• _GIVEN PROBLEM_: Copy the entries below, swapping "Markers" for "Locations" wherever it occurs and keeping everything else the same. Omit the pictures from your copy.

===== TASK MATERIAL

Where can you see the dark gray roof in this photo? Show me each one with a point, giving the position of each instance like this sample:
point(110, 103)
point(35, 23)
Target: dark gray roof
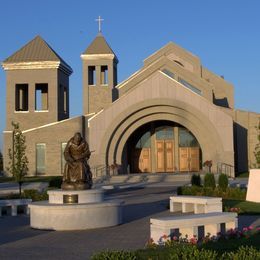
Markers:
point(99, 46)
point(35, 50)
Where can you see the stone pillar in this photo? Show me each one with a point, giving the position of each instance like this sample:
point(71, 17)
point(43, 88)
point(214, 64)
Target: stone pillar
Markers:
point(153, 148)
point(231, 225)
point(175, 206)
point(213, 229)
point(176, 148)
point(14, 210)
point(187, 207)
point(199, 208)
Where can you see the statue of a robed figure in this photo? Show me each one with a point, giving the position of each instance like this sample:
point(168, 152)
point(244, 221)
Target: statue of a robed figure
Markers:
point(77, 174)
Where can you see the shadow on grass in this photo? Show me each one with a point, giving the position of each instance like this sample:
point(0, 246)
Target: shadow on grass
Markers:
point(17, 228)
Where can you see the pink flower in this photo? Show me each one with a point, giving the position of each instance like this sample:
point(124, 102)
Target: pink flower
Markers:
point(164, 236)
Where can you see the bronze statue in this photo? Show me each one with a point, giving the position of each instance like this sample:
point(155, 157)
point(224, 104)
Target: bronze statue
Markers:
point(77, 174)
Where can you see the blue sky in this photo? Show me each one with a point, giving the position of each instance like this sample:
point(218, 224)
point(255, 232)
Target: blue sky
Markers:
point(224, 34)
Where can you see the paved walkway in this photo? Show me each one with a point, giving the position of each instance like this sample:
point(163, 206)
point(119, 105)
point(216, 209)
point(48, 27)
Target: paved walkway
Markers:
point(19, 241)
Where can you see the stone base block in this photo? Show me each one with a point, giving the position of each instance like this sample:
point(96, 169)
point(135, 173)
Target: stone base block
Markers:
point(44, 215)
point(84, 196)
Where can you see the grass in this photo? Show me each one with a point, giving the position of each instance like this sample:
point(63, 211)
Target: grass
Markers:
point(246, 207)
point(220, 247)
point(233, 244)
point(243, 175)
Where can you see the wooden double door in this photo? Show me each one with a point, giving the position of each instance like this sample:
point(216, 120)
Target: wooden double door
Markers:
point(189, 158)
point(165, 155)
point(142, 160)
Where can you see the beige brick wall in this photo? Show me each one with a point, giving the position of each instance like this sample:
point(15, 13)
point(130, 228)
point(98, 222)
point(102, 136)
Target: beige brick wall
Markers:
point(53, 136)
point(246, 138)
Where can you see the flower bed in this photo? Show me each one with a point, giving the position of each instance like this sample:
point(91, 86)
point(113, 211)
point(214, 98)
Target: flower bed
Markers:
point(234, 244)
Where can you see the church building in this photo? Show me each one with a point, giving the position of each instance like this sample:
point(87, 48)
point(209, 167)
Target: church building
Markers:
point(172, 115)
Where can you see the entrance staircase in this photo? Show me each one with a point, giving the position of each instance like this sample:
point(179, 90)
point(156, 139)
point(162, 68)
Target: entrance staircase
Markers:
point(144, 179)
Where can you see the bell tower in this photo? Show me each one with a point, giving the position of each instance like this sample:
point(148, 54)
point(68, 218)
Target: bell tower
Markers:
point(99, 75)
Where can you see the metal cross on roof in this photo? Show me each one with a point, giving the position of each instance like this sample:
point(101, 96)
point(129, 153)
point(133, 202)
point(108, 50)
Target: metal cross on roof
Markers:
point(99, 20)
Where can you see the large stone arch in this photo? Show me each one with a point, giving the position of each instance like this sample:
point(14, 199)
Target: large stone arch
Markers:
point(133, 117)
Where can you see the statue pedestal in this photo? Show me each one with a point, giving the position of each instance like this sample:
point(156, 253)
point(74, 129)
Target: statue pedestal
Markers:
point(84, 196)
point(75, 210)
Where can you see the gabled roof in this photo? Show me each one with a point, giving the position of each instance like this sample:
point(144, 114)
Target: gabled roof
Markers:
point(99, 46)
point(34, 51)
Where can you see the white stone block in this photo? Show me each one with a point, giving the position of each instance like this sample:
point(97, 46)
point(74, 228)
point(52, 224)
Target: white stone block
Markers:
point(188, 224)
point(253, 190)
point(84, 196)
point(196, 204)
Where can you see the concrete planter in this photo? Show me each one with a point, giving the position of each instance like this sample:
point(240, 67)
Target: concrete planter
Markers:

==========

• _ANSWER IN FULL_:
Where can you see the dark gray roof in this photo? Show me each one with a point, giving the position of each instance like this sample:
point(110, 103)
point(35, 23)
Target: dark gray roof
Locations:
point(99, 46)
point(35, 50)
Where can you see the stone pillar in this photo? Show me each one with a point, giving the position of each instance like this sample:
point(71, 17)
point(43, 88)
point(214, 64)
Target: stone pillar
Locations:
point(153, 148)
point(231, 225)
point(175, 206)
point(213, 229)
point(176, 148)
point(14, 210)
point(187, 207)
point(199, 208)
Where can you see the statue of a robed figure in this photo? Show me each one with a point, giving the position of each instance like this sample:
point(168, 152)
point(244, 221)
Target: statue of a robed figure
Locations:
point(77, 174)
Where can you see the shadow on grass in this photo? Show me each one with a point, giving the position of each instance like this sample:
point(0, 246)
Target: shadow on grass
Locations:
point(17, 228)
Where can you see the pink flower in this photo? Show me each one with a point, giving the position of each instance like this sample:
point(124, 102)
Target: pink flower
Locations:
point(164, 236)
Where can you see the bronze statue in this photo? Show me each one with a point, giving the position of each instance like this sample:
point(155, 157)
point(224, 104)
Target: bronze statue
Locations:
point(77, 174)
Where can you see the blue sky in this photo? Show me each one with a point, giving the position of each instance like this sample:
point(218, 224)
point(255, 232)
Target: blue sky
Locations:
point(224, 34)
Where can you see the paved walkway in this photo? Show me each one with a point, giving the position of each instance like this sample:
point(163, 206)
point(119, 105)
point(216, 209)
point(48, 27)
Target: paved walkway
Locations:
point(19, 241)
Where can you see the stone base block in this photo? Show me each one with a point, giving the position of each instance like this sample:
point(96, 169)
point(135, 173)
Target: stone base block
Locations:
point(44, 215)
point(84, 196)
Where can you see the grass in this photo? Show me each one with a point, giving the position of each instance like this sample:
point(63, 211)
Target: grass
Locations:
point(246, 207)
point(220, 247)
point(233, 244)
point(243, 175)
Where can you see the wooden double door in this photo? Show me each one with a point, giving the position of each instance like this sample:
point(216, 120)
Target: wooden double door
Locations:
point(189, 158)
point(165, 155)
point(142, 160)
Where can you see the beige brick wall in this photo? Show me each one with a point, giving the position of each instance like this sample:
point(15, 13)
point(130, 228)
point(98, 222)
point(102, 136)
Target: beige brick wall
Locations:
point(53, 136)
point(246, 138)
Where can you see the flower bed in this photo? Show me each one with a point, giving the position of each instance like this sample:
point(91, 86)
point(113, 211)
point(214, 98)
Target: flower bed
Locations:
point(234, 244)
Where can you see the church building in this photo? Show me each one with a point, giving the position of each instance like this sample:
point(87, 48)
point(209, 167)
Target: church building
Locations:
point(172, 115)
Where can you see the entrance staircase in this photo? Show me each one with a point, giving the position of each instance like this sample:
point(179, 90)
point(156, 139)
point(162, 68)
Target: entrance staircase
Locations:
point(144, 179)
Where can you see the bell tower in this photo? Show me each one with a point, giving the position of each instance like this sample:
point(148, 54)
point(68, 218)
Target: bell tower
Locations:
point(99, 75)
Where can you see the metal cross on roof in this photo? Show me each one with a point, giving the position of each instance like this sample:
point(101, 96)
point(129, 153)
point(133, 202)
point(108, 50)
Target: metal cross on roof
Locations:
point(99, 20)
Where can you see the large stone arch in this photo? Show me each one with a point, giving the position of each instance like this sample:
point(14, 199)
Target: large stone arch
Locations:
point(133, 117)
Where can you see the statue pedestal in this photo? Show me each one with a point, giving the position of each instance like this sample:
point(156, 253)
point(74, 129)
Target: statue pedestal
Locations:
point(84, 196)
point(75, 210)
Where can you see the gabled roof in this photo? Show me each one with a point, giving the position of each instance like this sample:
point(144, 114)
Target: gabled roof
Locations:
point(99, 46)
point(34, 51)
Where can you see the white stone block in this photo? Show me each one with a point, giving the position of each instance like this sample:
point(97, 46)
point(74, 228)
point(52, 224)
Target: white stone block
Locations:
point(188, 224)
point(253, 190)
point(84, 196)
point(196, 204)
Where can you see the concrete planter in this photo? Show me each one with a point, giving the position of each instance like this sample:
point(240, 67)
Target: concrete planter
Locations:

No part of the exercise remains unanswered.